Saturday, May 31, 2008

Step by Step

I’ve landed in Bejaia. Imma Gouraya, a mountain top in the shape of a woman laying down, looks over the entire city. There is a film festival going on at the Maison de la Culture that I have been attending. Like the professional theatre festival in Algiers this film festival is free of charge—everything paid for by the cultural ministry--which of course means certain things be upheld in a certain way regarding content…

Today was my first experience out and about on my own taking the famous Algerian transport publique. Here in Bejaia they have small buses each clearly numbered but the stops are totally not clear. And oh I wish my Kabyle was better!

My host family is very nice. Mom, Dad, and two small kids. But I do have a curfew (to not give the neighbors any ideas…). Not surprising considering that this is Algeria where reputation is everything. But a curfew means I can’t see the films in the festival at night. It’s hard to swallow. But I keep reminding myself I didn’t come to Algeria to go out at night or to have a happening social life. I came to do this project. I knew there would be certain limitations and I tried to mentally prepare for them…but all the same my reference points of Minneapolis, St. Paul, Paris are totally thrown off balance.

Tomorrow I head over to the TRB and meet with the administration. Next week I lead a week-long workshop and I have to start recruiting for the KFP…in St. Paul at SteppingStone recruiting or advertising for projects, while not always easy, was made possible by being able to look any school up on the internet, send an email, set up a meeting. Here right now I am frankly feeling a little bit lost. But…like all things here in Algeria you have to really concentrate on the moment. This is really a step-by-step sorta system.

Thursday, May 29, 2008

Audience



A brief description of the Algiers theatre audience.
People walk into the theatre in the middle of the show with a loud Salaam...to the entire audience.
Cell phones ring, people answer.

---+---

§ List of tasks:
[a] According to the blog post, who pays for the film festival at the Maison de la Culture?
[b] Rewrite the blog post from "Tomorrow I head" to "Algiers theatre audience.", using "seminar" in place of "workshop".
The material after this point comes from a separate source.

§ Stored data:

---+---

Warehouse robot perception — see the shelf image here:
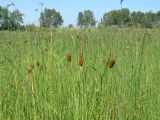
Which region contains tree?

---+---

§ Results for the exercise:
[a] The cultural ministry pays for everything.

[b]
Tomorrow I head over to the TRB and meet with the administration. Next week I lead a week-long seminar and I have to start recruiting for the KFP…in St. Paul at SteppingStone recruiting or advertising for projects, while not always easy, was made possible by being able to look any school up on the internet, send an email, set up a meeting. Here right now I am frankly feeling a little bit lost. But…like all things here in Algeria you have to really concentrate on the moment. This is really a step-by-step sorta system.

Thursday, May 29, 2008

Audience



A brief description of the Algiers theatre audience.